Work to be completed: Copy the entries below word for word, starting at the line that contains "For this evaluation, locate the tree" and continuing through the last line of the entries.

Input material:
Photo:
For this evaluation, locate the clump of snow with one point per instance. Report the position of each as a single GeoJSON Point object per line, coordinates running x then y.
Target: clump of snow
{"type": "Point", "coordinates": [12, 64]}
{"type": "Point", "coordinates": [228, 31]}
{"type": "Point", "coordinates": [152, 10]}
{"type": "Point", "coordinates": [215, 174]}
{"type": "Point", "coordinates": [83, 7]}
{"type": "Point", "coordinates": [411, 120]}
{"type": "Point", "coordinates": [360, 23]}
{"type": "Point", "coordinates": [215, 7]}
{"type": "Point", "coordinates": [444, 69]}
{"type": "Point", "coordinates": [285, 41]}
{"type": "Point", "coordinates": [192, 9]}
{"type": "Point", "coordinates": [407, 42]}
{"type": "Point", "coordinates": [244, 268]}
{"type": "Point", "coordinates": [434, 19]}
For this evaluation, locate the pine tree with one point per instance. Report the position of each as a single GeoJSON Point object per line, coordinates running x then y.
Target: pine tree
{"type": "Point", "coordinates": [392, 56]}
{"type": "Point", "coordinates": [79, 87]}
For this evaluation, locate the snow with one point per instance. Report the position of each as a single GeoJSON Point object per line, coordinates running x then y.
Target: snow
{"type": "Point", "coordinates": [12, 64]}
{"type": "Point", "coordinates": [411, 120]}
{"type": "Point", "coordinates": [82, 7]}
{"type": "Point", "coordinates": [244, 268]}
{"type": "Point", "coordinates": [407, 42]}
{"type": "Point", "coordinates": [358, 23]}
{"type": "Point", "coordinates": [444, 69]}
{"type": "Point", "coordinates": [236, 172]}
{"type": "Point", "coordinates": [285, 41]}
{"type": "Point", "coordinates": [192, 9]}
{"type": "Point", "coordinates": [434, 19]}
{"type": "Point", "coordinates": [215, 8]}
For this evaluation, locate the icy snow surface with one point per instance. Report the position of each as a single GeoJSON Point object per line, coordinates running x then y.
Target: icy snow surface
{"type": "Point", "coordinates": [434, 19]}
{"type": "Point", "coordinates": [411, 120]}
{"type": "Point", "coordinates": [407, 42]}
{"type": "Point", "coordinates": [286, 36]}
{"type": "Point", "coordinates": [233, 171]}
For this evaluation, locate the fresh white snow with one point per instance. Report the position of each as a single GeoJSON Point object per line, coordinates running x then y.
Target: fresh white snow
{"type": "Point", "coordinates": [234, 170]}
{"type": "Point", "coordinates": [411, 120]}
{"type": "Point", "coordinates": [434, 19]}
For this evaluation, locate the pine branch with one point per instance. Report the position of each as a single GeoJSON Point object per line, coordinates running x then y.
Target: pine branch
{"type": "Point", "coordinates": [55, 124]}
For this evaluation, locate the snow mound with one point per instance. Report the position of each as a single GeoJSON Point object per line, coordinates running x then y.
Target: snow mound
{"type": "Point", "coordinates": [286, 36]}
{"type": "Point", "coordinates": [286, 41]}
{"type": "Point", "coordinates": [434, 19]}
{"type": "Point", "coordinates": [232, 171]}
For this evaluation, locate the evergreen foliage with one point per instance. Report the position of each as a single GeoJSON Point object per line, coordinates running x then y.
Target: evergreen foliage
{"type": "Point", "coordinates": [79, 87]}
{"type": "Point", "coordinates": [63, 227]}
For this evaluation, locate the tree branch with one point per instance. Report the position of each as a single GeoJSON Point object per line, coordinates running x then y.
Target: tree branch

Solution:
For this evaluation, locate the tree branch with one point per instance. Report the position of each as a single GeoJSON Point object per line, coordinates running x then y.
Target: tree branch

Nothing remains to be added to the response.